Give only the number of lines in the records that contain the word "short".

______

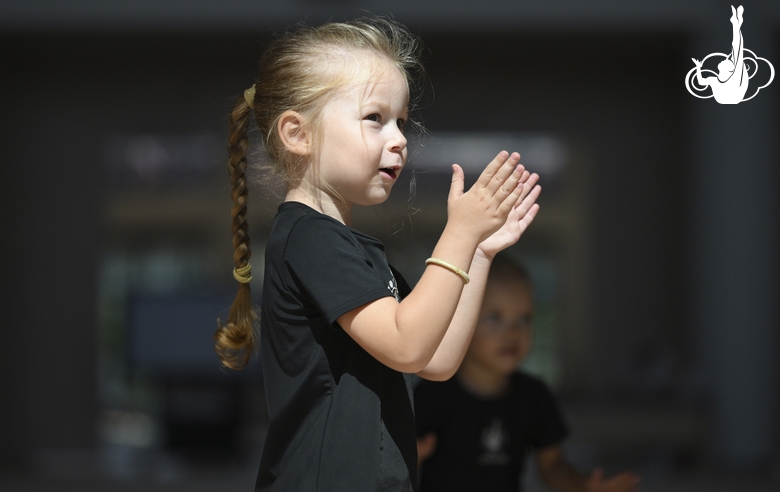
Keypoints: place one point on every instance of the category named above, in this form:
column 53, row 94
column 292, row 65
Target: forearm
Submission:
column 423, row 318
column 451, row 350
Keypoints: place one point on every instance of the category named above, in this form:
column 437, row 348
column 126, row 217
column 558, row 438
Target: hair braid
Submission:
column 234, row 341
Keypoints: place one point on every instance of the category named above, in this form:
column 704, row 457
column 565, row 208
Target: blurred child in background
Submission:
column 475, row 430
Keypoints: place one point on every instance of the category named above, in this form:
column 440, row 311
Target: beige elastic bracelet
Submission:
column 450, row 267
column 249, row 96
column 243, row 274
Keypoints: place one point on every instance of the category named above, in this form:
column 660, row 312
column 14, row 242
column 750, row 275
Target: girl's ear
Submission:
column 294, row 133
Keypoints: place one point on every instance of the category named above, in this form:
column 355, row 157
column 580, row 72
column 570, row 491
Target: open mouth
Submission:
column 390, row 172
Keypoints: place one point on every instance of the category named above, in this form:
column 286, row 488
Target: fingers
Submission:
column 499, row 170
column 506, row 178
column 458, row 179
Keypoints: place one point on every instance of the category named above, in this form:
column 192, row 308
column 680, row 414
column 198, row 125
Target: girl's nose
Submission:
column 397, row 142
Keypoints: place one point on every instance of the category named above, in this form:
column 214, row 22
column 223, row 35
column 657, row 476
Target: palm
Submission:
column 518, row 220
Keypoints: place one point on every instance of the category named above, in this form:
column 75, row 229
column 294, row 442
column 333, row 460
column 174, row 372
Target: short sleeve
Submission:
column 426, row 408
column 331, row 267
column 552, row 429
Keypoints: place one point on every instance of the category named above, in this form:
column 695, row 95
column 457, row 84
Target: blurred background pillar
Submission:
column 50, row 182
column 735, row 253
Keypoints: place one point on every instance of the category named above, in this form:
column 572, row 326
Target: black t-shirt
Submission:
column 339, row 419
column 482, row 443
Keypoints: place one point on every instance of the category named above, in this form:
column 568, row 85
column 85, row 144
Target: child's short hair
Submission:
column 299, row 71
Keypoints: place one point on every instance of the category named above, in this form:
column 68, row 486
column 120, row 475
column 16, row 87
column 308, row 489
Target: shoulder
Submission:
column 309, row 232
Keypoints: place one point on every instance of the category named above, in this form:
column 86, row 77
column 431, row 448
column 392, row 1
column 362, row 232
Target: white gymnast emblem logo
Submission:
column 392, row 286
column 730, row 84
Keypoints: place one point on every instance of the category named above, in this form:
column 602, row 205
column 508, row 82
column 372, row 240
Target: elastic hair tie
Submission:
column 243, row 274
column 463, row 275
column 249, row 96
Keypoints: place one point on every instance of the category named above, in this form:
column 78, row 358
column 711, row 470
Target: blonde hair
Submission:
column 299, row 71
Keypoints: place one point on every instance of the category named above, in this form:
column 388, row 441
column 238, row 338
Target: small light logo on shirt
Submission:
column 392, row 286
column 494, row 439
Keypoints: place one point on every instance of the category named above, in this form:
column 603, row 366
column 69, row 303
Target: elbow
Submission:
column 438, row 372
column 411, row 362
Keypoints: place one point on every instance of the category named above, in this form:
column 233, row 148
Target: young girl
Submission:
column 340, row 330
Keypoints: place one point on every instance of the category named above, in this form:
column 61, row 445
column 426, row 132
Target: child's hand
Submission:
column 518, row 220
column 482, row 210
column 625, row 482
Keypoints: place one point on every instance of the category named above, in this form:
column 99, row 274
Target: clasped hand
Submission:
column 499, row 206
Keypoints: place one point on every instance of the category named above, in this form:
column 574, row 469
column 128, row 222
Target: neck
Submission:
column 480, row 381
column 321, row 202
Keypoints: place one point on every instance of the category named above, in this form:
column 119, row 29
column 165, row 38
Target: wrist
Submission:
column 460, row 235
column 483, row 258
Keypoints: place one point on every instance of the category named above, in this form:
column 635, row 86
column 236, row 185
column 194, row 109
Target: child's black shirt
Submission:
column 482, row 443
column 339, row 419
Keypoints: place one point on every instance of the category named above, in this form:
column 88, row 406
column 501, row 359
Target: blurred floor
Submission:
column 243, row 481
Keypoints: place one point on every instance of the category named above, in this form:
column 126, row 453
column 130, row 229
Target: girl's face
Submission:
column 503, row 335
column 363, row 148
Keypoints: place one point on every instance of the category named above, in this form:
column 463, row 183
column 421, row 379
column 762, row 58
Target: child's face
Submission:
column 503, row 334
column 363, row 148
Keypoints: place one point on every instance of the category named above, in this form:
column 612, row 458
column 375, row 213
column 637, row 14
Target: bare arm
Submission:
column 404, row 336
column 450, row 353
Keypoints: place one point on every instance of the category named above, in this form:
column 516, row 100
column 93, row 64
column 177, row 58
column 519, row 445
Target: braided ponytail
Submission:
column 235, row 340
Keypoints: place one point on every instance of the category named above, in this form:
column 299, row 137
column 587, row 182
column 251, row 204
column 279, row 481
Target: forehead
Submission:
column 365, row 74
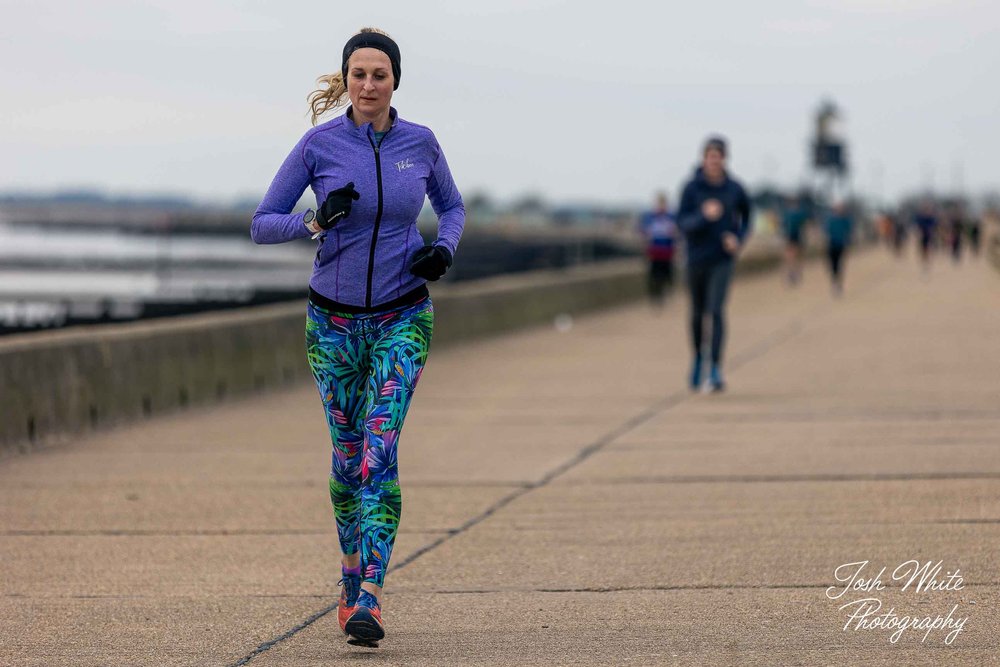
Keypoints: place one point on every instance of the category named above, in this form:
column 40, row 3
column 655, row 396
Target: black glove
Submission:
column 337, row 206
column 431, row 262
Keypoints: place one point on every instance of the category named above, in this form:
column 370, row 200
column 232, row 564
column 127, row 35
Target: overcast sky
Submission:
column 594, row 101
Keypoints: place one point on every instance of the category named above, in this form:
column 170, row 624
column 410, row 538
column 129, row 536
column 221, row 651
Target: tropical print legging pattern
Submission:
column 366, row 368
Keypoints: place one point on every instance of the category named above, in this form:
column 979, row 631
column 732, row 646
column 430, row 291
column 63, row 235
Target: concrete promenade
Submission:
column 566, row 500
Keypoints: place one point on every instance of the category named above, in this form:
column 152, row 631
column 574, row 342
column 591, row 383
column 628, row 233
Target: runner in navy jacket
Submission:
column 714, row 215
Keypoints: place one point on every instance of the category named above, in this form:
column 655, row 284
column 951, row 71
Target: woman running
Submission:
column 369, row 316
column 715, row 217
column 659, row 229
column 793, row 220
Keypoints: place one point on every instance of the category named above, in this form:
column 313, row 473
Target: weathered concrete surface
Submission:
column 58, row 385
column 566, row 500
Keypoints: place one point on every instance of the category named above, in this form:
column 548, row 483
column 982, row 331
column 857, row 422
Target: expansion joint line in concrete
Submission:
column 763, row 346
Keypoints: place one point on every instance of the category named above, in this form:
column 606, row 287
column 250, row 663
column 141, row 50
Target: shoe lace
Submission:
column 352, row 588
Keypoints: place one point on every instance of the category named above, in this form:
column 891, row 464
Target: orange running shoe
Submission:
column 365, row 625
column 350, row 588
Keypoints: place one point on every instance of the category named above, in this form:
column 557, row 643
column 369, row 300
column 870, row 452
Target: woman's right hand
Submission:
column 711, row 209
column 337, row 206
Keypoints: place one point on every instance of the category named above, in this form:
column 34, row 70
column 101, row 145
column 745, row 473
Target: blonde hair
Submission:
column 332, row 92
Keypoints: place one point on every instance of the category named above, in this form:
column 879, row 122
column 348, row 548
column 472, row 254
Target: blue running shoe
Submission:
column 715, row 378
column 696, row 374
column 349, row 591
column 365, row 625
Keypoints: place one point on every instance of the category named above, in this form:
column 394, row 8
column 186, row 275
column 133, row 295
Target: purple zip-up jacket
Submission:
column 364, row 260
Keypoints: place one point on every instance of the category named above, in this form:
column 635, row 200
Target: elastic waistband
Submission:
column 408, row 299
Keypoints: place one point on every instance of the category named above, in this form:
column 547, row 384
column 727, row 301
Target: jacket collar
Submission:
column 365, row 129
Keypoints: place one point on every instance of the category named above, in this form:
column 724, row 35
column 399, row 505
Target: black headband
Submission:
column 373, row 40
column 717, row 143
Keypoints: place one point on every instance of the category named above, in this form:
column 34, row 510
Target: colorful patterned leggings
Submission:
column 366, row 368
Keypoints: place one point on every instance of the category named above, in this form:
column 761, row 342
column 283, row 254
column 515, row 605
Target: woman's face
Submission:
column 369, row 81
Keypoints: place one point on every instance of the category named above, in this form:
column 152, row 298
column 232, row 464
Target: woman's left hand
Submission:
column 431, row 262
column 730, row 243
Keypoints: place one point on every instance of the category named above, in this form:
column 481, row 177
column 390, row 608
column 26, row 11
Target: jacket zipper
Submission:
column 378, row 220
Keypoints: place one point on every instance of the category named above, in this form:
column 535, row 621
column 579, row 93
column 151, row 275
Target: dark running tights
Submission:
column 708, row 284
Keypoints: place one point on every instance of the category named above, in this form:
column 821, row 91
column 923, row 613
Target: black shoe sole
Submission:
column 366, row 643
column 364, row 631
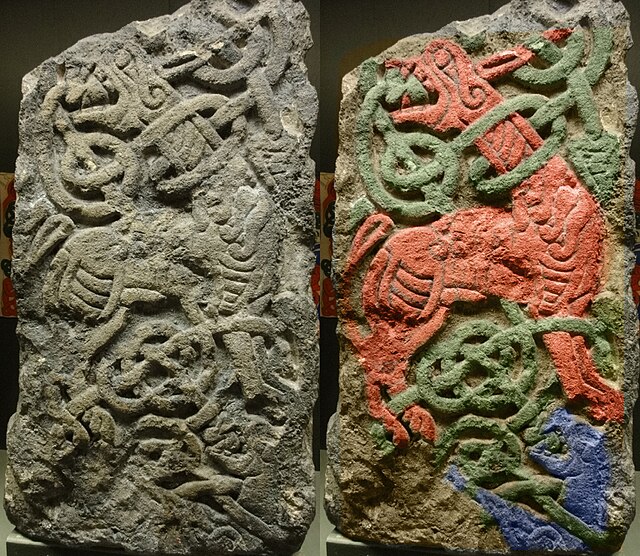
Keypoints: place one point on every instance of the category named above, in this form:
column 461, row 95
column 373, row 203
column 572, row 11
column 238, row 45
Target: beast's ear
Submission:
column 504, row 62
column 508, row 61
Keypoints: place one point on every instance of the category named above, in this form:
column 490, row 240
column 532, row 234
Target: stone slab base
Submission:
column 19, row 545
column 339, row 545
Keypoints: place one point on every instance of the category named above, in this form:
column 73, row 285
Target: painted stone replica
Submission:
column 489, row 341
column 162, row 261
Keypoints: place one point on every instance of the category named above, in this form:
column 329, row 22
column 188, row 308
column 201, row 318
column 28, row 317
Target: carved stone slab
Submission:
column 489, row 341
column 162, row 262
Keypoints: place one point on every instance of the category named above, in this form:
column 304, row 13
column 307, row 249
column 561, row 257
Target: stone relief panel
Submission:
column 489, row 341
column 162, row 262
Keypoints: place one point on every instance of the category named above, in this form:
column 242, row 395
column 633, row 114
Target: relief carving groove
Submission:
column 168, row 335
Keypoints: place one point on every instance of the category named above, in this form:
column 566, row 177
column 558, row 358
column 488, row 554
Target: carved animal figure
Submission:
column 544, row 251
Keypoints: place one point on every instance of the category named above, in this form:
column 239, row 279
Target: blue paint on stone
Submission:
column 584, row 468
column 524, row 531
column 574, row 452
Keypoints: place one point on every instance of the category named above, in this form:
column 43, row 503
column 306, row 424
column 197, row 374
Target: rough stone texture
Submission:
column 489, row 352
column 162, row 261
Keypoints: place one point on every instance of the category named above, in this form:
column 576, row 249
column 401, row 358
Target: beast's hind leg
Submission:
column 580, row 377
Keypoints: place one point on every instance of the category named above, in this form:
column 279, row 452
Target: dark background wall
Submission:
column 345, row 33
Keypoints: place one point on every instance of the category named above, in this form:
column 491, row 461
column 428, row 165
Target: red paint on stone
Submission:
column 545, row 251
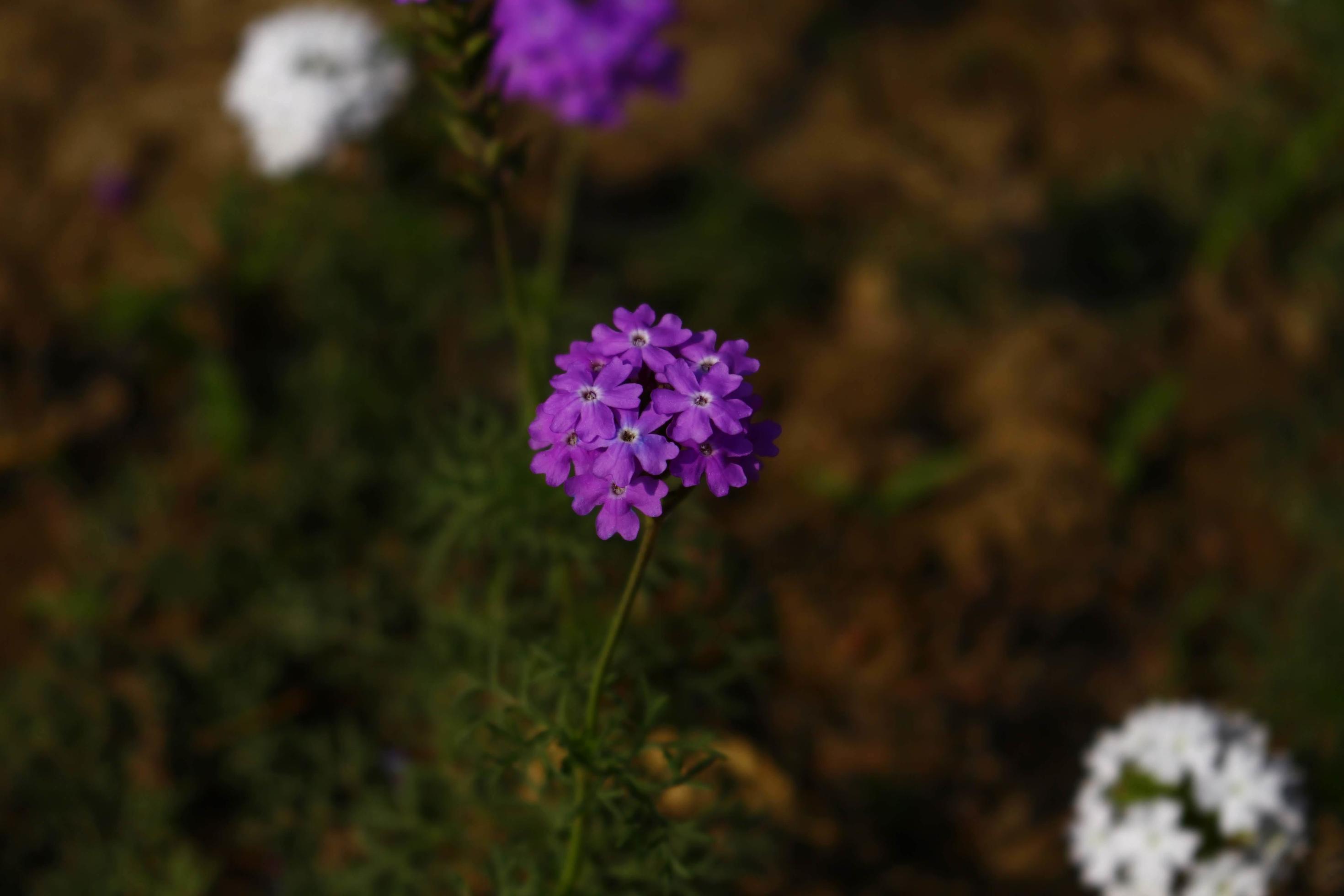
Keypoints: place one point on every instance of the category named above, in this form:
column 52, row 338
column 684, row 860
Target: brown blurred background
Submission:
column 1046, row 300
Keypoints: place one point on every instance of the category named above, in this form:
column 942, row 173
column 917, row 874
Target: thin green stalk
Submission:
column 578, row 828
column 514, row 308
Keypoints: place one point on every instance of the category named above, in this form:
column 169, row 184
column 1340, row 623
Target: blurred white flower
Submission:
column 1184, row 800
column 308, row 78
column 1245, row 789
column 1227, row 875
column 1153, row 844
column 1093, row 839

______

SOLUTION TO THIS TASK:
2